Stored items
────

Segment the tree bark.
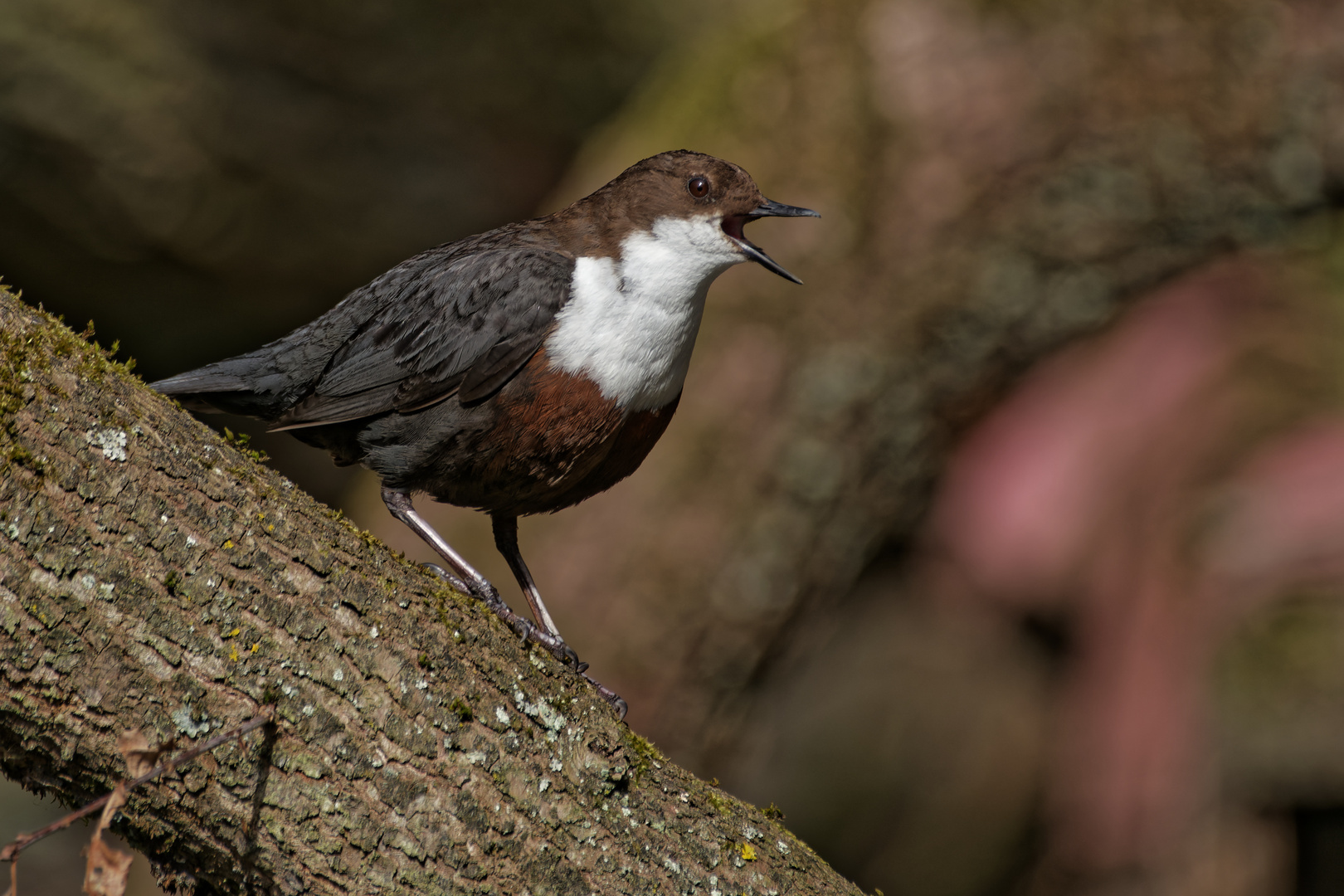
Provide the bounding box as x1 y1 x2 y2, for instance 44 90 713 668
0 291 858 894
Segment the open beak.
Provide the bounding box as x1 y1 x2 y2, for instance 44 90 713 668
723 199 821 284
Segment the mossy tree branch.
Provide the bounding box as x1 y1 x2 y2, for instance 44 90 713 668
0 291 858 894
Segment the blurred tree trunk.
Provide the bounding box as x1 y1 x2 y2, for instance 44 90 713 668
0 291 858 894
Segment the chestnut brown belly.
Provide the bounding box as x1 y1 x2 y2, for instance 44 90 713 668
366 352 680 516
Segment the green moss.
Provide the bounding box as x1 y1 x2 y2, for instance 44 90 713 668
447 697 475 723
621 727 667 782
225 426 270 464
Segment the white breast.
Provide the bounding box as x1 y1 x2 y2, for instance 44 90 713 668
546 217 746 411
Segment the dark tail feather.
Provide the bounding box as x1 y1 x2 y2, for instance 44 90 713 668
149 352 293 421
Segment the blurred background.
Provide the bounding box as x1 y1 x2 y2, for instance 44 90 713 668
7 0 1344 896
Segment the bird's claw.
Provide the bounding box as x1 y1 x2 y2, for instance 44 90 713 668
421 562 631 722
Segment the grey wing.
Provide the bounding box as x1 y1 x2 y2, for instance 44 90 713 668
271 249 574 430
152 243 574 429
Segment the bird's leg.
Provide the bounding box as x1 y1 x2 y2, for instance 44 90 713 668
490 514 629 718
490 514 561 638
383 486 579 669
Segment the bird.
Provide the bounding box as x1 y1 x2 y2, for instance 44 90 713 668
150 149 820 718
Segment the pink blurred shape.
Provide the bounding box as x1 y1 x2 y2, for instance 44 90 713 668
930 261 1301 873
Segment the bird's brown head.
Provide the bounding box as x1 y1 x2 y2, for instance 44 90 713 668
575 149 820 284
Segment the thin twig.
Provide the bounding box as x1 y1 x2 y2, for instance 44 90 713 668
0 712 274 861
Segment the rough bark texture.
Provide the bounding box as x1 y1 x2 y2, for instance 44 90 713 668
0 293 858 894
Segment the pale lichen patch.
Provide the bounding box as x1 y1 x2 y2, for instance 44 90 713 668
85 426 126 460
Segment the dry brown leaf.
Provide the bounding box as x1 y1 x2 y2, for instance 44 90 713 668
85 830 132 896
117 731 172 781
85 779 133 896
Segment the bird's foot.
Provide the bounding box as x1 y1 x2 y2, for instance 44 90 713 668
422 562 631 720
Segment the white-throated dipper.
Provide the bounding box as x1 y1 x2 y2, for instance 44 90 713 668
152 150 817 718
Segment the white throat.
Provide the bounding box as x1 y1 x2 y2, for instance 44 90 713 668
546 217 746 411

────

Required work
Please copy all of the entries above word for word, leaving out the picture.

Exercise result
Segment the tree bark.
Provide the bounding box as x1 y1 x2 y2, for instance 44 90 713 668
0 291 858 894
Segment the open beak.
Provide the bounding box as x1 y1 x2 y2, for instance 44 90 713 668
723 199 821 284
Segment the mossy tree branch.
Provide the bounding box as x1 y1 x2 y2, for instance 44 90 713 668
0 291 858 894
Segment the blurred tree trunk.
Provide the bounding box as x1 y1 x2 y2, for instance 44 90 713 668
0 291 858 894
Segment the chestnut brown belly.
Provide the bounding box as x1 y1 x2 y2, for instance 44 90 713 668
366 352 680 516
Segment the green moss.
Provide the bounding box as x1 y1 x2 y2, for instance 44 90 713 668
447 697 475 723
621 727 667 782
225 426 270 464
Segment the white breast.
Provide the bounding box as x1 y1 x2 y2, for instance 44 90 713 668
546 217 746 411
Segment the dark tail feather.
Provide the bounding box as x1 y1 x2 y2, for instance 44 90 713 668
149 352 293 421
Segment the blurred background.
Provide the bounding box as x1 y1 x2 y2, for instance 44 90 713 668
7 0 1344 896
Segment the bird's claw.
Provide the bounding box as x1 y1 x2 y2, for instance 44 90 713 668
421 562 631 722
Segment the grey wing.
Provide the bounding box as x1 y1 x2 y2, for instance 44 90 713 668
271 249 574 430
152 243 574 429
Segment the bird's leg.
Provide the bounding box as x1 y1 x2 y2, for instance 44 90 713 668
490 514 629 718
490 514 561 638
383 486 579 669
Segment the bird.
Provide the bounding box as x1 y1 x2 y2, for instance 44 90 713 668
150 149 820 718
Segment the pink blurred shape.
Provide the bounding box as x1 y1 x2 y2, for instance 44 90 713 668
930 261 1301 873
Segment the bird's brown head.
Provide the bounding box as x1 y1 x2 y2, for instance 44 90 713 668
575 149 820 284
Segment the thin twig.
Provide the bounding box as x1 y1 x2 y2, for instance 44 90 713 668
0 712 274 861
Segment the rough bark texture.
Provide the bounding box as x1 y1 x2 y2, for instance 44 90 713 668
0 293 858 894
Segment the pale lichen patch.
Provide the bounding box as x1 y1 x2 y2, for instance 44 90 713 668
85 426 126 460
Segment the dry brown leaf.
Provide the bounding box as x1 y1 x2 y2, for instance 44 90 713 668
85 830 132 896
117 731 172 781
85 779 133 896
Segment the bird's foot.
Provide the bounding box as x1 y1 x2 y2, for instance 44 90 713 668
422 562 631 720
Segment the white-throated dipper.
Provide the bounding box as x1 y1 x2 y2, for instance 44 90 713 668
152 150 817 718
Segment the white throat.
Provide the bounding box as x1 y1 x2 y2, for instance 44 90 713 668
546 217 746 411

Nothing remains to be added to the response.